YOUR GOAL:
Count the lines in the entries below that contain the word "thatched". Reply with the number only.

##### RECORDS PROVIDED #####

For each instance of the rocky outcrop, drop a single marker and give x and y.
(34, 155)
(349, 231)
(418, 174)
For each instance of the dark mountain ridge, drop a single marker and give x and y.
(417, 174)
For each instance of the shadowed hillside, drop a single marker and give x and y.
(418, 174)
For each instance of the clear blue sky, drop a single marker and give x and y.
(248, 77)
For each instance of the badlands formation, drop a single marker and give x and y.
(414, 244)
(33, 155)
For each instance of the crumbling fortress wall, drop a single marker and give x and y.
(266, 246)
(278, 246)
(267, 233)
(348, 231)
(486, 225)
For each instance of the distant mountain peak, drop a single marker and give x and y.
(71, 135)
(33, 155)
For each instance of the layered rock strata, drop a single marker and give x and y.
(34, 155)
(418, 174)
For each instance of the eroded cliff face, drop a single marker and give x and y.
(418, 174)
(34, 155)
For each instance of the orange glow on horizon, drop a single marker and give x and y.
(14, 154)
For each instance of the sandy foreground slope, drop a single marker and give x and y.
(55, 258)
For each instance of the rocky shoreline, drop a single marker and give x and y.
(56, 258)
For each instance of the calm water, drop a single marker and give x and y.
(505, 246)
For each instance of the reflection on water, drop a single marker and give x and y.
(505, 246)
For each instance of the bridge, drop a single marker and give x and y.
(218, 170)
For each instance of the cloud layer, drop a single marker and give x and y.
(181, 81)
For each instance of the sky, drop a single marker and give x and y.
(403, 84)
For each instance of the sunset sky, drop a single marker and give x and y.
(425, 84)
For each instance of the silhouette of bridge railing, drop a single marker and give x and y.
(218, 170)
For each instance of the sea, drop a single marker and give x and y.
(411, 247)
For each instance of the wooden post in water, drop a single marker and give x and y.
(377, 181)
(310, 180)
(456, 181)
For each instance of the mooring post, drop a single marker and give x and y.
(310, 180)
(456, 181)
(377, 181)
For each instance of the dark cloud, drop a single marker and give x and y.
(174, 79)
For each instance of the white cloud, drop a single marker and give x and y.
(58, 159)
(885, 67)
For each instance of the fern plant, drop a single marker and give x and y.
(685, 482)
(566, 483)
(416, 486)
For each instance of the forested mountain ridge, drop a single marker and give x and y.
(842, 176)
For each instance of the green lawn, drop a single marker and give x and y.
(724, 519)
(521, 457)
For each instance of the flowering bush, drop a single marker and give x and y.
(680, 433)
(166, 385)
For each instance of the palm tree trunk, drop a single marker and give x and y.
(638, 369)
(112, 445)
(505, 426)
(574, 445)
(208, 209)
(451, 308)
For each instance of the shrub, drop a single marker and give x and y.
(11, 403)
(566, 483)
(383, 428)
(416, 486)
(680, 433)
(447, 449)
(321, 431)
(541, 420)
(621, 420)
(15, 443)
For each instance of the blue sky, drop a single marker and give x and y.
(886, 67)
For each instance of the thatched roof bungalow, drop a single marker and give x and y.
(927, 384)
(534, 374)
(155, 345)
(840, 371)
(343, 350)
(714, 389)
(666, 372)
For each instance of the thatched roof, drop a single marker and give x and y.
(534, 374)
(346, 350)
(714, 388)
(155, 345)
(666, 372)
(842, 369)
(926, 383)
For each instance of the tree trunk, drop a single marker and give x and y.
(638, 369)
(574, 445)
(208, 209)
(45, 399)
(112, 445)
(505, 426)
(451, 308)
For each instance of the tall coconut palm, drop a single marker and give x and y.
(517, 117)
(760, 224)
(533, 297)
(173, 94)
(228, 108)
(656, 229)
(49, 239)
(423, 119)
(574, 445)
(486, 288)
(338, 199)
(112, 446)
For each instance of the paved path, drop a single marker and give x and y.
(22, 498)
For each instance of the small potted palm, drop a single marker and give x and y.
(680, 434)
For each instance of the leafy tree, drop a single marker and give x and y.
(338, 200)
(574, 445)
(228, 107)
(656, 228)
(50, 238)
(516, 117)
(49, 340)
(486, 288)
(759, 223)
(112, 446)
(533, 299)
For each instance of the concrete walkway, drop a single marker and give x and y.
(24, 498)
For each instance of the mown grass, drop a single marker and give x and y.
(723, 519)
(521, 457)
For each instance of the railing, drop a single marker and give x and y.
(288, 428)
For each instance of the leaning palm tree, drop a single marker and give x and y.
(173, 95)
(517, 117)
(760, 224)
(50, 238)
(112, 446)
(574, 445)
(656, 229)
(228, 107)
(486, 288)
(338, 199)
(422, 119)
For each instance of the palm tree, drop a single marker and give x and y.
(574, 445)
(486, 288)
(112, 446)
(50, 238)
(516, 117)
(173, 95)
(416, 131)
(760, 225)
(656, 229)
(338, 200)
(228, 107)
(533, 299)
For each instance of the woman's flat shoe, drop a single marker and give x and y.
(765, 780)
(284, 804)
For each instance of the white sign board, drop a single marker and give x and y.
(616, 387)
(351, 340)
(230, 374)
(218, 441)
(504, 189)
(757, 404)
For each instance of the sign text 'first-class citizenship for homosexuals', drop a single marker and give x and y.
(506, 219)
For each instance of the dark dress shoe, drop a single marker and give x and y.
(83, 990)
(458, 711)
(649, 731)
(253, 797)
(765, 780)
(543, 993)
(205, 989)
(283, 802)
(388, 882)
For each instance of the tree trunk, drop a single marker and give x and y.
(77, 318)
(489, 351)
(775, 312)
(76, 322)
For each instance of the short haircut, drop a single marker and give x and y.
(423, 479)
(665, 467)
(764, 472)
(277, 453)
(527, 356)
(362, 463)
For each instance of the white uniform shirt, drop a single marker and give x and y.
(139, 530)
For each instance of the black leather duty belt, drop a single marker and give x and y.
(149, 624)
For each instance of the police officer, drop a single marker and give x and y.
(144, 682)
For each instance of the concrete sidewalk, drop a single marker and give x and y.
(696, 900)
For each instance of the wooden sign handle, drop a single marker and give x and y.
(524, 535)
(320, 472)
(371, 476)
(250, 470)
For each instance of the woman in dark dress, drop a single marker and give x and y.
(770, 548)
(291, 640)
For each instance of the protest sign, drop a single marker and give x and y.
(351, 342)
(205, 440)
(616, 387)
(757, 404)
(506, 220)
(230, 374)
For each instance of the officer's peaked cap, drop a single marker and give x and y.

#####
##### RECORDS PROVIDED #####

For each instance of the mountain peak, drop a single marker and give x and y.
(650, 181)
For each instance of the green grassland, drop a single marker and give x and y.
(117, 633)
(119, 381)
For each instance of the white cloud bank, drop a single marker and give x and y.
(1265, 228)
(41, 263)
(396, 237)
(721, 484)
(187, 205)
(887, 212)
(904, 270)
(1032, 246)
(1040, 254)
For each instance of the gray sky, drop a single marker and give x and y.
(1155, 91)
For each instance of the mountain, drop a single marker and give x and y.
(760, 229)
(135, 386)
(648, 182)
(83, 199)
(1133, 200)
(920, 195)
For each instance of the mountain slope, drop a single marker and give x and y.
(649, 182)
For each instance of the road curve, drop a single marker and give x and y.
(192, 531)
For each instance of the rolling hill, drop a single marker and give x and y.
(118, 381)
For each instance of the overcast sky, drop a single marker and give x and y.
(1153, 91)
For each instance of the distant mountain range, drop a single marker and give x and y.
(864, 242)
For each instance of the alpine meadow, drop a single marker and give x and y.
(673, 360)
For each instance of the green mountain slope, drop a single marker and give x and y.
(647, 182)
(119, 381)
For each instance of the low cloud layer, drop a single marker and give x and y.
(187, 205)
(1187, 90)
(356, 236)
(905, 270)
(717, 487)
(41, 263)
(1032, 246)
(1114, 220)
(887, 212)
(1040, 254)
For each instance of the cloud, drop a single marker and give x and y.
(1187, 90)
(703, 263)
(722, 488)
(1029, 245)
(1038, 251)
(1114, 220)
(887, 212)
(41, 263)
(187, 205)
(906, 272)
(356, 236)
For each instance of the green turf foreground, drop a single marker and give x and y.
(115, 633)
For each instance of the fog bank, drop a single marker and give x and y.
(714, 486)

#####

WRITTEN REPLY:
2